TASK INSTRUCTIONS: Copy the listing below in full, exactly.

ENTRIES PROVIDED:
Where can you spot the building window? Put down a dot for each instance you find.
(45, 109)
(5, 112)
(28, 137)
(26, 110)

FINISHED EXERCISE:
Where can you spot the building window? Put down a dot for each instance you find.
(45, 109)
(5, 112)
(28, 137)
(26, 110)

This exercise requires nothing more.